When the word "query" shows up in a line of the data below, copy that whole line.

::::

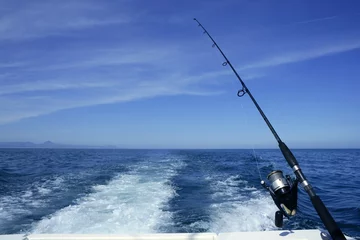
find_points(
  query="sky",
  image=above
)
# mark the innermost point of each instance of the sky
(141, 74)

::::

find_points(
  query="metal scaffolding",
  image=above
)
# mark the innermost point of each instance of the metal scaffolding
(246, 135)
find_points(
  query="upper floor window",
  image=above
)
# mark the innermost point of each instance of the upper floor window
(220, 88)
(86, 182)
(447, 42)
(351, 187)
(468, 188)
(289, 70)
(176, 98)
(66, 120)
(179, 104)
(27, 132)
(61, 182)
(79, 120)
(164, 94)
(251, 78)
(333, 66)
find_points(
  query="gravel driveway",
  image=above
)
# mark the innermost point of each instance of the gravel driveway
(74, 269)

::::

## [Final answer]
  query="sky",
  query="metal scaffolding",
  query="upper floor window",
  query="gravel driveway",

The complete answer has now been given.